== Kaynak metin ==

Friday, September 04, 2015

Parmak ısırtan kariyer: Mehmet Emre Atasoy

Parmak ısırtan kariyer: Mehmet Emre Atasoy
Geri
İleri

Babası Ankaragücü'nün eski kaptanı İskender Atasoy. Amcası eski Süper Lig hakemi Ethem Atasoy. Hacettepe Bilgisayar Mühendisliği mezunu. ODTÜ'de yüksek lisans ve doktora yaptı. Lisanslı yüzücü. ASELSAN'da uzman mühendis. Ve son olarak Süper Lig'in yeni hakemi. 30 yaşında olmasına rağmen birbiri ardına yakaladığı başarıları Süper Lig'de de devam ettirmek istiyor.


Röportaj: Rasim Artagan / TamSaha
Bu sezon Süper Lig kadrosuna alınan dört hakemden birisiniz. Sizi biraz tanıyabilir miyiz?
1985 Ankara doğumluyum. 2004 Aralık ayında İstanbul'da hakemliğine başladım. 2008 yılında Ankara'da ulusal hakem oldum. 7 senedir ulusal klasmandaydım. Hacettepe Bilgisayar Mühendisliği mezunuyum. ODTÜ'de yüksek lisans yaptım. Şu an halen bilişim sistemlerinde doktora yapıyorum. Aynı zamanda ASELSAN'da uzman mühendis olarak çalışıyorum. Mesleğim bilgisayar mühendisliği.

===

> [Görev listesi]
A - Mehmet Emre Atasoy ile ilgili kaynak metne göre aşağıdaki soruları yanıtlayınız.
(i) Atasoy'un babası kimdir ve hangi kulübün eski kaptanıdır?
(ii) Atasoy hangi yılda ve hangi şehirde ulusal hakem olmuştur?
(iii) Atasoy ASELSAN'da hangi unvanla çalışmaktadır?
B - Kaynak metinde "1985 Ankara doğumluyum" sözleriyle başlayan paragrafı, temel bilgileri koruyarak madde işaretli bir liste hâline getiriniz.

== Veri kümesinden alıntılar ==

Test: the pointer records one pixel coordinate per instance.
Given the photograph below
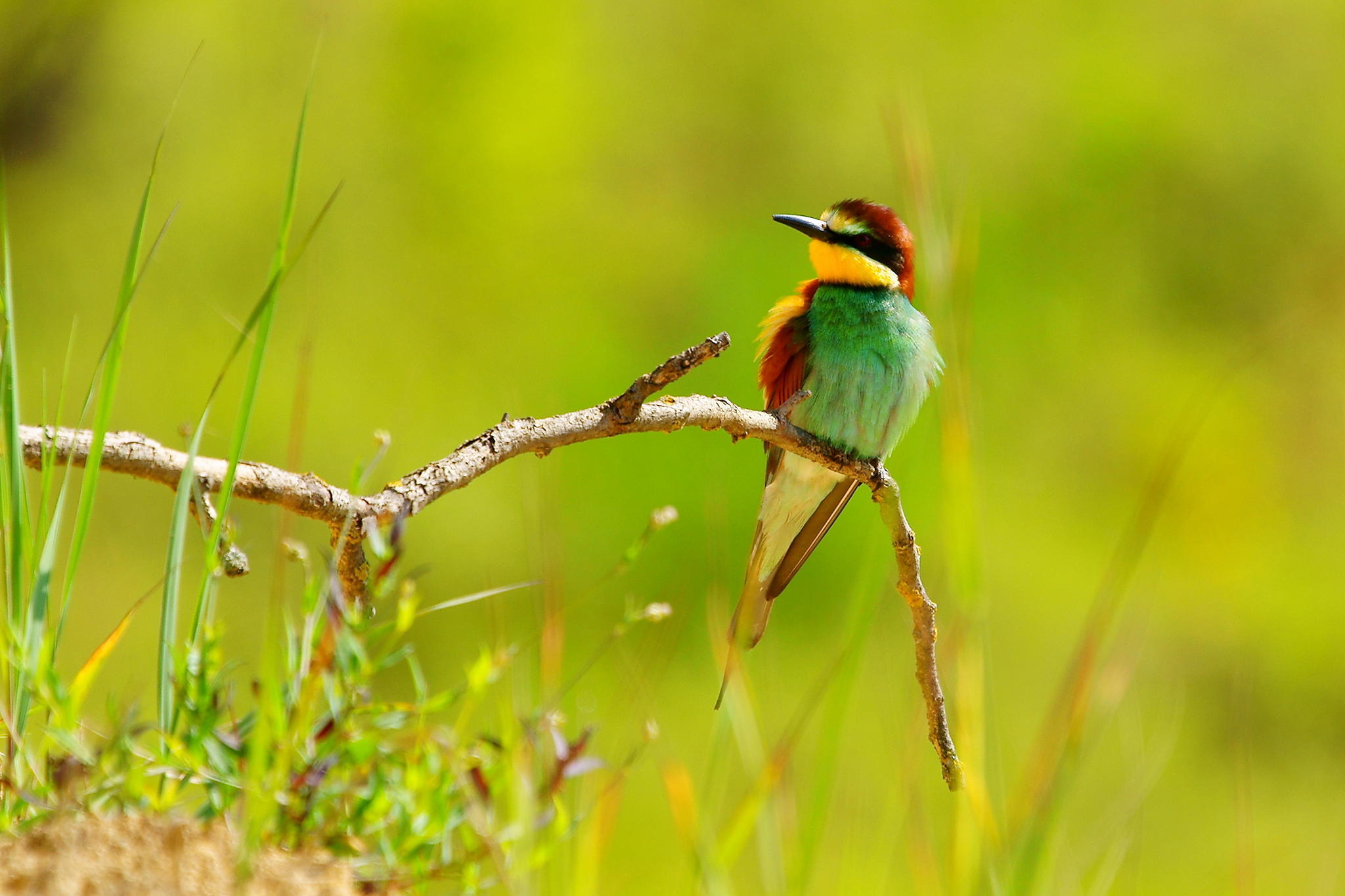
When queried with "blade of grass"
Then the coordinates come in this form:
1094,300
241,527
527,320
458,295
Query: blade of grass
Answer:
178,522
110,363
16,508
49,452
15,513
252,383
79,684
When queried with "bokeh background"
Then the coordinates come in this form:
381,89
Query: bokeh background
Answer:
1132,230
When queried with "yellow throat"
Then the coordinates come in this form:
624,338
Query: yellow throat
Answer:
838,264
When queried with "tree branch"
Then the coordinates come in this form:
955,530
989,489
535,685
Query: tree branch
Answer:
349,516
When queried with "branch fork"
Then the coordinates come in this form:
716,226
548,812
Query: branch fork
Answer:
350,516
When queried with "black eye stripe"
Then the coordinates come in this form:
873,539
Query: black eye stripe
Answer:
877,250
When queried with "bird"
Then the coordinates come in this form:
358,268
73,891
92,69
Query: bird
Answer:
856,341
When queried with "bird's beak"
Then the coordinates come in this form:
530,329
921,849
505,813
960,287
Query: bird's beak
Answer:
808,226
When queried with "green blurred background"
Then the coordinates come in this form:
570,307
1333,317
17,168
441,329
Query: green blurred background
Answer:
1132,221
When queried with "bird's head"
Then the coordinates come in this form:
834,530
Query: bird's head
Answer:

===

> [Beklenen yanıtlar]
A -
(i) İskender Atasoy; Ankaragücü'nün eski kaptanıdır.
(ii) 2008 yılında, Ankara'da.
(iii) Uzman mühendis olarak.

B -
- Doğum: 1985, Ankara
- Hakemliğe başlangıç: Aralık 2004, İstanbul
- Ulusal hakemlik: 2008'de Ankara'da; 7 yıl ulusal klasmanda
- Lisans: Hacettepe Üniversitesi, Bilgisayar Mühendisliği
- Yüksek lisans: ODTÜ
- Doktora: Bilişim sistemlerinde, hâlen devam ediyor
- İş: ASELSAN'da uzman mühendis
- Meslek: Bilgisayar mühendisliği